TASK REQUIREMENTS:
Identify the lines in the data below that contain "roof" and give only how many there are.

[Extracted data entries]

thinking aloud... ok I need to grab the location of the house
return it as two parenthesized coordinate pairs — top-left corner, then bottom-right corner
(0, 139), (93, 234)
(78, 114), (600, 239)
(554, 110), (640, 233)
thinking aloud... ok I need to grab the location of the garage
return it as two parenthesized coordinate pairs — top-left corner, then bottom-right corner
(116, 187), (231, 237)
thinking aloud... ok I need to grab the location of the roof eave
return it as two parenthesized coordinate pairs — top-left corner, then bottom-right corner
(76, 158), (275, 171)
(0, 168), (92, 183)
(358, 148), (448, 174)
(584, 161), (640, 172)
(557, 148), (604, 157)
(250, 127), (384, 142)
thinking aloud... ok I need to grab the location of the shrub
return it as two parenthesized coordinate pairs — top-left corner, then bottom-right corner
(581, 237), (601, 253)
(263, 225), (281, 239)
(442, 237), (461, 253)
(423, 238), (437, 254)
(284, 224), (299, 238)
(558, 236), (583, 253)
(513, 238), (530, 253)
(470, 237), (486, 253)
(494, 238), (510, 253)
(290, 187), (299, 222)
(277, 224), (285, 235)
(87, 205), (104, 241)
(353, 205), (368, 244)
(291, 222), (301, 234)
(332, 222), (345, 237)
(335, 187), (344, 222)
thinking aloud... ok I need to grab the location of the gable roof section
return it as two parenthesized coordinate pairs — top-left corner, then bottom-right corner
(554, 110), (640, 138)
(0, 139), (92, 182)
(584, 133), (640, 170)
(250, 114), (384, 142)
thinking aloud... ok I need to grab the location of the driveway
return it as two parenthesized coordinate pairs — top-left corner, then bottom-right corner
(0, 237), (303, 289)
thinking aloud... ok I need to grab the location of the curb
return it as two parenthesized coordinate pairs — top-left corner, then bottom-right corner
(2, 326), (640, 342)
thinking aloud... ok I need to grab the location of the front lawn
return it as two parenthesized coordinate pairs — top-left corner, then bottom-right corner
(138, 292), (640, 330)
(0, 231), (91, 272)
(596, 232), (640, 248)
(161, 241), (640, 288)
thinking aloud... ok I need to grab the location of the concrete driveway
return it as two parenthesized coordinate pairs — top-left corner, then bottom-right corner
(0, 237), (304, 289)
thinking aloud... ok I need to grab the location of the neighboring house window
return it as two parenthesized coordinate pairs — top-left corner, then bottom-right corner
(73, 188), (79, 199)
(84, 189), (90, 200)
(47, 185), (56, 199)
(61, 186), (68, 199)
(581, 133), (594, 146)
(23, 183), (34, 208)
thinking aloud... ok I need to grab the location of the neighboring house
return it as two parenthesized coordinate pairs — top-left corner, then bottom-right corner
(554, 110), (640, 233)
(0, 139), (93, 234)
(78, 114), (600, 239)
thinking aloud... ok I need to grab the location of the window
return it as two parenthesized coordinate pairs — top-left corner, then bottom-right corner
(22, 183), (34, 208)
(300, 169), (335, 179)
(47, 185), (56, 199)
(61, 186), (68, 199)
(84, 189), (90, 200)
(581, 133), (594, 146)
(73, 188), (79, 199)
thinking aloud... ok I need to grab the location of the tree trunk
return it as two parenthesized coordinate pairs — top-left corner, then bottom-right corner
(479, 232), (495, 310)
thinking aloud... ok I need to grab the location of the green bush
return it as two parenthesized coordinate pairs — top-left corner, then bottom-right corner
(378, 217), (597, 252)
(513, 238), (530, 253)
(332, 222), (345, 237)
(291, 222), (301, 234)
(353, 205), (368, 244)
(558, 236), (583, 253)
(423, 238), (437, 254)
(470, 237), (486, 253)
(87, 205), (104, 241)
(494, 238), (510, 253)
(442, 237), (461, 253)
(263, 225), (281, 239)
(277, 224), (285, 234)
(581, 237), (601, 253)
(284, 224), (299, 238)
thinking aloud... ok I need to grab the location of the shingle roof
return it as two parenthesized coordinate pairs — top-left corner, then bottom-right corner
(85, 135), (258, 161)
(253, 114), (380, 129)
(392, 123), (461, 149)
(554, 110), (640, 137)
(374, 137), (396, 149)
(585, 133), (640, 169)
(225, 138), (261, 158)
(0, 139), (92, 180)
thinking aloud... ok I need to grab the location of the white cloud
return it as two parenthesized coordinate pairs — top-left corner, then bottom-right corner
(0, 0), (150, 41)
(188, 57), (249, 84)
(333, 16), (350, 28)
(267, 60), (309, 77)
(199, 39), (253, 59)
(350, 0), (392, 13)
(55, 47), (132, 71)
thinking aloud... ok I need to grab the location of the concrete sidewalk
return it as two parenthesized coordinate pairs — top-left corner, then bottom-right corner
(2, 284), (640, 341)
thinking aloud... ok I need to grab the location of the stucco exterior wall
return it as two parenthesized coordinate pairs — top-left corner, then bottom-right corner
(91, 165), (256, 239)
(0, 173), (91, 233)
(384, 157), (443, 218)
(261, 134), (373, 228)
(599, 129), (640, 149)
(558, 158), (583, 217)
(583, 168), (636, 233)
...
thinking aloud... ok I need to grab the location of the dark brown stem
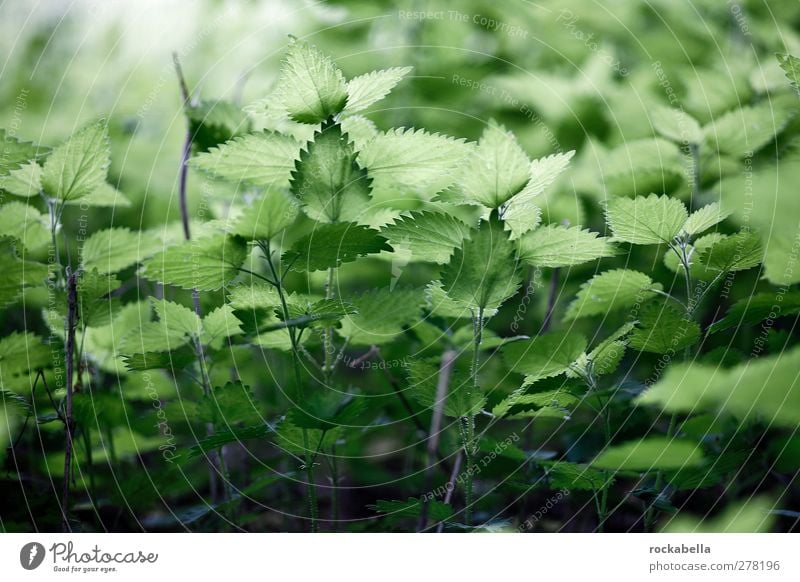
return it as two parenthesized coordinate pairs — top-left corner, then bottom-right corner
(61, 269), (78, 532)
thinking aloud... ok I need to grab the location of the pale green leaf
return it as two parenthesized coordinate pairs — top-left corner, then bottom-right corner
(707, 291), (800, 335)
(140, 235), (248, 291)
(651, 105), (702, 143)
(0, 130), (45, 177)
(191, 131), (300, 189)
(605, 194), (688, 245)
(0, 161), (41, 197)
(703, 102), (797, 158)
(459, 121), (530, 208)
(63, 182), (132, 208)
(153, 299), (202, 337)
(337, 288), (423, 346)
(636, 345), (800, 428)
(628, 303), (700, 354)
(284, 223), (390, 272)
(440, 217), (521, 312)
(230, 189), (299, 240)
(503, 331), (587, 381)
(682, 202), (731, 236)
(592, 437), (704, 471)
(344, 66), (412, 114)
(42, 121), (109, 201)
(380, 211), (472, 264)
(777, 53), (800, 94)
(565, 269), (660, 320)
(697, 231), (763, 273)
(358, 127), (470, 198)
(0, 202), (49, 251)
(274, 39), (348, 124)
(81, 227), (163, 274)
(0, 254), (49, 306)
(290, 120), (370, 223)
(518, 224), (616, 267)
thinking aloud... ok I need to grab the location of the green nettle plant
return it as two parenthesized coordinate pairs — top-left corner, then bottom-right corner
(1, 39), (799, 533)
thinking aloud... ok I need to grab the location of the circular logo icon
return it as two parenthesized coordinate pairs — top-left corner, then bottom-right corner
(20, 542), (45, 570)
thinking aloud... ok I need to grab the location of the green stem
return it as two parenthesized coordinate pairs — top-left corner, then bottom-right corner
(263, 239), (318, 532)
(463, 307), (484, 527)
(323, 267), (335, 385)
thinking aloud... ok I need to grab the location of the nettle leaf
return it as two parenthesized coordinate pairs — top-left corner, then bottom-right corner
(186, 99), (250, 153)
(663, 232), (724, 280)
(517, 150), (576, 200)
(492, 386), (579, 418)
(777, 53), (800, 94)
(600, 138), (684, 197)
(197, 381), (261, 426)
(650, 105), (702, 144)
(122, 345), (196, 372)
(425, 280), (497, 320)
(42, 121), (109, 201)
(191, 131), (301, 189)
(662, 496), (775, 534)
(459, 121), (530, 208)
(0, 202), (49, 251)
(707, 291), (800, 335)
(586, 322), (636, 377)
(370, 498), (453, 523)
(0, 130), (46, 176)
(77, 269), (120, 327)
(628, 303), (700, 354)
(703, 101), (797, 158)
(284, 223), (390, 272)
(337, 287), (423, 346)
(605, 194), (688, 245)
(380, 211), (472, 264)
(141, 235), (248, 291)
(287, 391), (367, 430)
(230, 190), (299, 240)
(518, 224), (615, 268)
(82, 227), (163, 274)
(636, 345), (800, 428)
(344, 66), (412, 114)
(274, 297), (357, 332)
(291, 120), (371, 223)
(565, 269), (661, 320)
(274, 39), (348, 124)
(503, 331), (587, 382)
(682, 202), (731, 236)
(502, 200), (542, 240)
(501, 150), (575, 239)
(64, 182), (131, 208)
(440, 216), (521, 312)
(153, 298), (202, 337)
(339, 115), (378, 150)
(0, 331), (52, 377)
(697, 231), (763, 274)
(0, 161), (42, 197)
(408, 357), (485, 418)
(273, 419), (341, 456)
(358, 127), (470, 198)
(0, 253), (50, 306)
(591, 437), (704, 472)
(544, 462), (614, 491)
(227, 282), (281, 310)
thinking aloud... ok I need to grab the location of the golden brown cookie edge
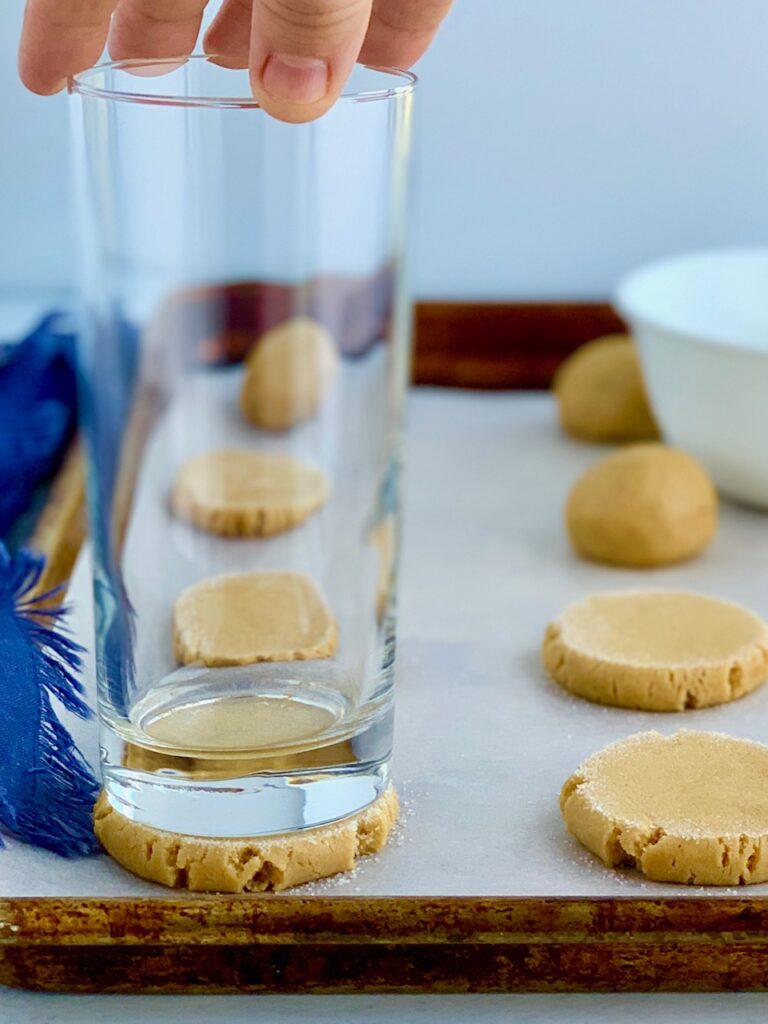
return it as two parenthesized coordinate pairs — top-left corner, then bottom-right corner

ANSWER TO THE EXERCISE:
3